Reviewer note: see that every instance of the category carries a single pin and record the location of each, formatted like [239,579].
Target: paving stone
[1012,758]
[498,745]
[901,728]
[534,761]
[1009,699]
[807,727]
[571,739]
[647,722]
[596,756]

▶ _Problem requirements_
Could you reproduce the data above line for line, changing nothing?

▶ _Task output_
Reviewer note: see that every instance of the category carries a single pin and record the location of each, formatted like [239,579].
Target: paving stone
[1012,758]
[498,745]
[901,728]
[534,761]
[1009,699]
[807,727]
[571,739]
[647,722]
[596,756]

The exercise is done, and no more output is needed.